== Stated exercise ==
Reproduce exactly the line in which "Please mark the yellow" occurs and all the lines after it, ending with the last line.

== Record set ==
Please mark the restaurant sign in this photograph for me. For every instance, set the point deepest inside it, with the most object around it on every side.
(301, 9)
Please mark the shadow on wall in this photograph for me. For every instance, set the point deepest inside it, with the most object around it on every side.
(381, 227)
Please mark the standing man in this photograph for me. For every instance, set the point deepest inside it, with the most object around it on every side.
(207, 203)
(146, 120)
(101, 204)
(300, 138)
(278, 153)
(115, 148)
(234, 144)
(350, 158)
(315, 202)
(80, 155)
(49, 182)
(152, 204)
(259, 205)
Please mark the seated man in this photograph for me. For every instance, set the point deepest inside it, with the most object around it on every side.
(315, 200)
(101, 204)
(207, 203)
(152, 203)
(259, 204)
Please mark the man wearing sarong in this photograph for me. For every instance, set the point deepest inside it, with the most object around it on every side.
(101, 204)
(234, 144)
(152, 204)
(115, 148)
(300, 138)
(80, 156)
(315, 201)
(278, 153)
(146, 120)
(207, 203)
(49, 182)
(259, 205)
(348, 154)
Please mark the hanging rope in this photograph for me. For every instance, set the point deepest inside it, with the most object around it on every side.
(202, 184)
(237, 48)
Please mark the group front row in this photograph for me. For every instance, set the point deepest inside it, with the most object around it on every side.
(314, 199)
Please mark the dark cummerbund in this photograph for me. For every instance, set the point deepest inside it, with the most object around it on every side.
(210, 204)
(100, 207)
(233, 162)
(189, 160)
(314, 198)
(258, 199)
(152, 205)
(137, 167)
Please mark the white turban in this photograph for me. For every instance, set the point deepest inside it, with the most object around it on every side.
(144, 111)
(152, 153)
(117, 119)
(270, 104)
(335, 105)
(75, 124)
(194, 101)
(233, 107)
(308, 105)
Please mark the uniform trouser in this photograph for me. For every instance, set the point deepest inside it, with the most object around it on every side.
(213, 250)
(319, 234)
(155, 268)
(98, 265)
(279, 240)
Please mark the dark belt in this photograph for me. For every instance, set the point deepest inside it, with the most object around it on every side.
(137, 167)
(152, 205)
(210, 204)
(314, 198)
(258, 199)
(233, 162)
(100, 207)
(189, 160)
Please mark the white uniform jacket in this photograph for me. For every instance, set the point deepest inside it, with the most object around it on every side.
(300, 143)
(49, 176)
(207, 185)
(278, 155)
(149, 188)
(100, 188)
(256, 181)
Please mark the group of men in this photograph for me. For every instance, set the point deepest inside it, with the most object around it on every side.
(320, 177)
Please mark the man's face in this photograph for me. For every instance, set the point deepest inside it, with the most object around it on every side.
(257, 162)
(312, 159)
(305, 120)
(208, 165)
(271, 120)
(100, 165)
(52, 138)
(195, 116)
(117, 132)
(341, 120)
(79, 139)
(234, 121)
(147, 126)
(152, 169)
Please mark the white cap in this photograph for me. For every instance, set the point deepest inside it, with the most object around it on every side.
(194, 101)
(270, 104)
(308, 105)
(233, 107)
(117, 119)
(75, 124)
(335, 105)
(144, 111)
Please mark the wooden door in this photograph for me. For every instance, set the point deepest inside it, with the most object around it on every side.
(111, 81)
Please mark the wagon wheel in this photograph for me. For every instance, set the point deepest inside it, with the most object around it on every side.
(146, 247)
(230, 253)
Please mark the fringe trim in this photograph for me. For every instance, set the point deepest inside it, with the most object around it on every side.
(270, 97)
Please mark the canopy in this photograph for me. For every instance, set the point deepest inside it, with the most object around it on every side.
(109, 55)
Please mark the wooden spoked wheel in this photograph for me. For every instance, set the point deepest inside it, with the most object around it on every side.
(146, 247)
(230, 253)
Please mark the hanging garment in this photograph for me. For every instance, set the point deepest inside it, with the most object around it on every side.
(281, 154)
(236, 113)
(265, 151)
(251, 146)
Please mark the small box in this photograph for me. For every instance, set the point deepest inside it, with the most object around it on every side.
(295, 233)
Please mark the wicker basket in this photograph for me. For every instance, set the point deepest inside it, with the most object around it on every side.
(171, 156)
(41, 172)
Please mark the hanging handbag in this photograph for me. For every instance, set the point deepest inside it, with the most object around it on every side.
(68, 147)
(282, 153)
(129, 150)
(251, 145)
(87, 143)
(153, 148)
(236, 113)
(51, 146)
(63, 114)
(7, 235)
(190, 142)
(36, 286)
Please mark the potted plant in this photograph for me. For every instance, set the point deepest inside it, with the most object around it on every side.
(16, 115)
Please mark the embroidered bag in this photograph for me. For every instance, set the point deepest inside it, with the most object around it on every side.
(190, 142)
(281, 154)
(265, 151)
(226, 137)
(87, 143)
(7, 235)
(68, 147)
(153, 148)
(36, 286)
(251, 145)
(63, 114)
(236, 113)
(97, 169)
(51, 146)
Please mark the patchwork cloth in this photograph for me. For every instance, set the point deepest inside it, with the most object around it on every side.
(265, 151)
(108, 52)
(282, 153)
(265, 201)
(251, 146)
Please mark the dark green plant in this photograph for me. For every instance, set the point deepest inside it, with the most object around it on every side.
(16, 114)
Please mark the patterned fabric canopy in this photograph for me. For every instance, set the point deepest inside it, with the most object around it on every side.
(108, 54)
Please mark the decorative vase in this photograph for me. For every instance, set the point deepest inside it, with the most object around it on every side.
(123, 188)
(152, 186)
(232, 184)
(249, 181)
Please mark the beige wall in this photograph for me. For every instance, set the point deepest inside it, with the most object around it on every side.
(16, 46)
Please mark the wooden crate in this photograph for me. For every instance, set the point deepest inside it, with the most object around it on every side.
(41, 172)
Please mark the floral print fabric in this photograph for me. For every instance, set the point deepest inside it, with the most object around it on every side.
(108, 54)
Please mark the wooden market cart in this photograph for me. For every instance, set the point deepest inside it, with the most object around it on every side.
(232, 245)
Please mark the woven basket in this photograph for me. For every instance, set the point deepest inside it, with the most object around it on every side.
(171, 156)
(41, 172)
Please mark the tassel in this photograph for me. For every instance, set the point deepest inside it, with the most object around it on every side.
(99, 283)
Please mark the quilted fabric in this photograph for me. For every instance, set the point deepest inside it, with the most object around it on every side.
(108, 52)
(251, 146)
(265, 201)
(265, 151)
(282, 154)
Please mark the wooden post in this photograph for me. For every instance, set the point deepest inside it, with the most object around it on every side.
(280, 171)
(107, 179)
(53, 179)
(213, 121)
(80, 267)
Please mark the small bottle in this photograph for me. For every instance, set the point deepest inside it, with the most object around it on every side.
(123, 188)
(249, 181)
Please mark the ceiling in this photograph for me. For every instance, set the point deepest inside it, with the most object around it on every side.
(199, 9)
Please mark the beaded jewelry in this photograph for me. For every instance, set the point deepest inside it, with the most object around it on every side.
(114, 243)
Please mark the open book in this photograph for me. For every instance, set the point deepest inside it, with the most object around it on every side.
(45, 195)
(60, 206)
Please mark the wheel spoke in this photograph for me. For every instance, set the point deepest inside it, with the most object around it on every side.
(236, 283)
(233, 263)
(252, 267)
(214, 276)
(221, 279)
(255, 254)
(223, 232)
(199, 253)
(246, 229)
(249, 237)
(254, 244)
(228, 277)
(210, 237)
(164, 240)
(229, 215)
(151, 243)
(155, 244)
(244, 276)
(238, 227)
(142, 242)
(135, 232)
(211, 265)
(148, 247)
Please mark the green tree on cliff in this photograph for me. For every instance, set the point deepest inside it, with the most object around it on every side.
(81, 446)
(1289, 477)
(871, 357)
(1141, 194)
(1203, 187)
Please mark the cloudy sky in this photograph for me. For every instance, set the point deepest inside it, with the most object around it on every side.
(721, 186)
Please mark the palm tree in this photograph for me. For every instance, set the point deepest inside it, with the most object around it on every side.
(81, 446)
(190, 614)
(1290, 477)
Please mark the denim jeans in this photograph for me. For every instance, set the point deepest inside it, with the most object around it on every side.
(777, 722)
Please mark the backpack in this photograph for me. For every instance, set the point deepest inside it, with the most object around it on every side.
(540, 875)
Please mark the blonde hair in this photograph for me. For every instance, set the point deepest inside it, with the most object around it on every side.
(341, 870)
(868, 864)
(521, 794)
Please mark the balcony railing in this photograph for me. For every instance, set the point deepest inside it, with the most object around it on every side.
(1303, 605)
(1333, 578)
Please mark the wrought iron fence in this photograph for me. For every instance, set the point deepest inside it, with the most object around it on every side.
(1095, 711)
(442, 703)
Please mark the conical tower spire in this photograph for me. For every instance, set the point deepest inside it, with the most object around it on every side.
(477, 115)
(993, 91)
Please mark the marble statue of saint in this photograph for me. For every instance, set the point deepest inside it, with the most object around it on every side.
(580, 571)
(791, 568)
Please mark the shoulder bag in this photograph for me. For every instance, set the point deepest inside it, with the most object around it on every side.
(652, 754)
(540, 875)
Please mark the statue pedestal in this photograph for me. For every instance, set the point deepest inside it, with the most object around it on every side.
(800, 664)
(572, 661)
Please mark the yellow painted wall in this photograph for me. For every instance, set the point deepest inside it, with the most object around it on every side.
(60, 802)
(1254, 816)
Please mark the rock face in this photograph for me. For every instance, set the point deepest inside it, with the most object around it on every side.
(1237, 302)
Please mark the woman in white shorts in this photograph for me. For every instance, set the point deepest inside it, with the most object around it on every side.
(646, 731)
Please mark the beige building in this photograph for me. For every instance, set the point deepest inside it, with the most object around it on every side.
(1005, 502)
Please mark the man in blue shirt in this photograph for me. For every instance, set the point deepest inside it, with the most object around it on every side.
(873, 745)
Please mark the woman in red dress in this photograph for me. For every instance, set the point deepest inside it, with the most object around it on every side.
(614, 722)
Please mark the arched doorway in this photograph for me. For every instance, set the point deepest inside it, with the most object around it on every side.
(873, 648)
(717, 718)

== Written reply ==
Please mark the yellow painted wall in this photograph for me. For every instance, set the point deepest inside it, with the most object around it on every side.
(60, 802)
(1254, 816)
Please mark the rock face in this photograph for me. For every instance, set the point deepest inside it, with the most object around it on every side.
(1237, 302)
Please mark the woman in white shorts in this photograph for me. For every instance, set the point deepest inside it, with the most object around it on every side.
(646, 731)
Please mark the beige building in this photograph for me. For every instance, set the point deepest inside it, with the most object around it on every side.
(1005, 502)
Please mark the man in blue shirt in this photograph for me. For every instance, set the point deepest inside it, with the most object around it on every side.
(873, 745)
Please mark the woman in red dress in this photograph for me. For every instance, set the point deepest inside it, with the most object around it on every side.
(614, 722)
Please mark the arched doorway in this photograph for me. For every instance, set the point deepest inside it, with the most object around it on every side.
(873, 648)
(717, 718)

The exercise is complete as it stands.